----- Фрагмент текста -----
И действительно, зачем из работы делать волка? К тому же, с годами рабочий энтузиазм спадает. Сказывается и торжество постмодерна, деконструировавшего железную хватку структурализма.
…Пишу это в первых числах января, перед началом семестра, к которому не готов и готовиться неохота.
Гранты и эмигранты
Когда в 70-е годы наша с Мельчуком теория лексических функций стала пользоваться вниманием иностранных коллег, он очень радовался, рассчитывая на ее скорое всемирное торжество. Помню, как он призывал L. B., проводившего в Москве саббатикал, привлечь к параллельной работе на английском материале корнелльских студентов. L. B. сказал, что идея хорошая и по приезде в Штаты он подаст на соответствующий грант.
- Какой еще "грант"? - удивился Игорь. (Этого слова в русском языке тогда не было.) - Ведь тебе нравится наша теория? Так преподай ее студентам, и они тоже заинтересуются.
- Да, и если я получу грант, я смогу пригласить их заняться этим.
- Но ведь лексические функции так увлекательны, что студенты сами захотят с ними работать! Поделят между собой словарь и приступят к делу!
- Конечно, если грант позволит организовать этот проект..
----- Данные -----
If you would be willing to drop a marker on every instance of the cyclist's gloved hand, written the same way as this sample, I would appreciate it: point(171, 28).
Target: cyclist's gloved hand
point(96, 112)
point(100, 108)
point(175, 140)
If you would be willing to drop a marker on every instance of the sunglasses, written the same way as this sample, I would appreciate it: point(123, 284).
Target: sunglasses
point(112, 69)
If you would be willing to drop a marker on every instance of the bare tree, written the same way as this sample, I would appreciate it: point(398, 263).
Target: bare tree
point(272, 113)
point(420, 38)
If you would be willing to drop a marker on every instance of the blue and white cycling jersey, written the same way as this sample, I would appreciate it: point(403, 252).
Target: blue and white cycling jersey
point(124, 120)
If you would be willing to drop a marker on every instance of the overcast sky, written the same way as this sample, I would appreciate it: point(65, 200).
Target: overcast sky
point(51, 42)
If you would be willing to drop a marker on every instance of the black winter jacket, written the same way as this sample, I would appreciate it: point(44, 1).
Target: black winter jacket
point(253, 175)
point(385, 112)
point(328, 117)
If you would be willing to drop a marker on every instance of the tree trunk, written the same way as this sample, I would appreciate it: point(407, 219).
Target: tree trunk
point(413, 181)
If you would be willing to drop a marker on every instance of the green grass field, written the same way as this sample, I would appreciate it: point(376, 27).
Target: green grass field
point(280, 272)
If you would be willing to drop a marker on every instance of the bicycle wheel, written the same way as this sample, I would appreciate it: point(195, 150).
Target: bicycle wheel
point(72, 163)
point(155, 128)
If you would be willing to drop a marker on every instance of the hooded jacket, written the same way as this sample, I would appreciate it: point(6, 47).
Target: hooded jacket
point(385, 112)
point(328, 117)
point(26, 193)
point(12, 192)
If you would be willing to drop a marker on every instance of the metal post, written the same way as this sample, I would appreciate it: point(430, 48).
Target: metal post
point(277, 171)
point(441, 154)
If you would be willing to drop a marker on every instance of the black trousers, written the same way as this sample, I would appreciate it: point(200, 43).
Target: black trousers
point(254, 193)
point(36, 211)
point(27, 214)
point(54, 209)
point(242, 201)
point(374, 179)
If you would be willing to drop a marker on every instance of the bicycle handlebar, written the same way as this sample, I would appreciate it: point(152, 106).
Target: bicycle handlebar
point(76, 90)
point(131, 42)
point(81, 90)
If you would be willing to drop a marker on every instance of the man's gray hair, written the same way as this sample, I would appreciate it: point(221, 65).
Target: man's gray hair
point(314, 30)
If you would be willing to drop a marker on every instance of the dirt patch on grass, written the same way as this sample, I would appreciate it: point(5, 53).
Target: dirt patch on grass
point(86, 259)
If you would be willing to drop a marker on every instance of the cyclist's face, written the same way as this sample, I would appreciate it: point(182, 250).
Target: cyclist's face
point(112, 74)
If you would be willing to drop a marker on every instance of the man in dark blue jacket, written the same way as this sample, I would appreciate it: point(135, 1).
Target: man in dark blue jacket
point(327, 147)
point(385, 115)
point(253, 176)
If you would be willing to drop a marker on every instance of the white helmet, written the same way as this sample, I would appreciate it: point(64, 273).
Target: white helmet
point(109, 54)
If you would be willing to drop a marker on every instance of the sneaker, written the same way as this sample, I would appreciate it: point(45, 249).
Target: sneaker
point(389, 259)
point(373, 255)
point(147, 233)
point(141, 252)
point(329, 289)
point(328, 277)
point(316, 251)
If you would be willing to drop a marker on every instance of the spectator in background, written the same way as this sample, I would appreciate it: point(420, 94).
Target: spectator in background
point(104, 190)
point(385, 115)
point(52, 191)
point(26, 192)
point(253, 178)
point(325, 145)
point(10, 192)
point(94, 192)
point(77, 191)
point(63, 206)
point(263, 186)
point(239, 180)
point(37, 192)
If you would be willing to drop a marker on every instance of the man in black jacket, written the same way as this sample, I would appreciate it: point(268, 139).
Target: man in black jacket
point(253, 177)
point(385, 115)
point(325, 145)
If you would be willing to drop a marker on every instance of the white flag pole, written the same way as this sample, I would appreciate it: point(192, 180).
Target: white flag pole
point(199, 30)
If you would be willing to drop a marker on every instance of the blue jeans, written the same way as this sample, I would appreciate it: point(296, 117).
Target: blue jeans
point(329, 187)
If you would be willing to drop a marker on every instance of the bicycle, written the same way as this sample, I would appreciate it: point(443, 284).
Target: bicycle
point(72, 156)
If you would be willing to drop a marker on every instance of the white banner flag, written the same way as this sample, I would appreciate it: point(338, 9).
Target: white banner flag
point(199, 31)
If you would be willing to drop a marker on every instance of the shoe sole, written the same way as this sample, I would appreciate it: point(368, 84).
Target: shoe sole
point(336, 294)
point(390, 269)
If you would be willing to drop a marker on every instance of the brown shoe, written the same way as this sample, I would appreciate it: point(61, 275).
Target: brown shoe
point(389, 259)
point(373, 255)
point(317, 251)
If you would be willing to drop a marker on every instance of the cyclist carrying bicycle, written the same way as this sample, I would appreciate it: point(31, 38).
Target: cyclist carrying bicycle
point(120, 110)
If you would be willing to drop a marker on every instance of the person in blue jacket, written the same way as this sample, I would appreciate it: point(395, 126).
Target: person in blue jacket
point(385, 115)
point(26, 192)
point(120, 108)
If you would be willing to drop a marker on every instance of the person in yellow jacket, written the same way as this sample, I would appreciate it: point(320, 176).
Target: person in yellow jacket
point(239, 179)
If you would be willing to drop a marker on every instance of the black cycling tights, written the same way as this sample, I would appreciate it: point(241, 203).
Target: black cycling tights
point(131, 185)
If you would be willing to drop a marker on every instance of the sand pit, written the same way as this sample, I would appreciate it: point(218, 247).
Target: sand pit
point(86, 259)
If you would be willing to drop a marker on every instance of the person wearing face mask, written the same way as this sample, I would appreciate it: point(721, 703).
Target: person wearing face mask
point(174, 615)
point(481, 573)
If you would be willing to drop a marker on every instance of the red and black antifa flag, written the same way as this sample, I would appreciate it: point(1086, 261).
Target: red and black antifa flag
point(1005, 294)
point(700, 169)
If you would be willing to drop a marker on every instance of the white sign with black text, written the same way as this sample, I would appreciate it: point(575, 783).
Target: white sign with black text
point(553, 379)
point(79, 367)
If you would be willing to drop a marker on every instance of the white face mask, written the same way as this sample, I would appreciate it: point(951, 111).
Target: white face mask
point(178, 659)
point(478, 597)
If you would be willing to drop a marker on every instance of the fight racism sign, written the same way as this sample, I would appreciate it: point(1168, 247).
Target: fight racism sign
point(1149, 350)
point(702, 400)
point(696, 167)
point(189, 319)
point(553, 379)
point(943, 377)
-----
Задание 1: Какого слова, согласно воспоминаниям о теории лексических функций, тогда не было в русском языке?
Задание 2: Перепишите из воспоминаний о теории лексических функций отрывок между «- Какой еще» и «они тоже заинтересуются.» включительно.
Задание 3: Напишите продолжение воспоминаний о теории лексических функций и гранте, начиная сразу после последней приведенной реплики.

Результат выполнения 1: Слова «грант».

Результат выполнения 2:
- Какой еще "грант"? - удивился Игорь. (Этого слова в русском языке тогда не было.) - Ведь тебе нравится наша теория? Так преподай ее студентам, и они тоже заинтересуются.

Результат выполнения 3:
- Вот заладил про какой-то грант! Алик, ты понимаешь, что он говорит?
Я уже некоторое время догадывался, что мне предстоит в очередной раз сыграть роль переводчика-медиатора между Игорем и институтами культуры, в данном случае буржуазной, и к ответу подготовился.
- Понимаю, и ты тоже поймешь, если учтешь, что наш друг L. B. - американец, действующий в рамках американской системы, где ничто не делается бесплатно, почему и нужен грант. Подумай, даже величайшему из американцев, Линкольну, для того чтобы осуществить дело своей жизни, потребовался Грант. Это полезно иметь в виду всякому, собирающемуся переселиться в Америку..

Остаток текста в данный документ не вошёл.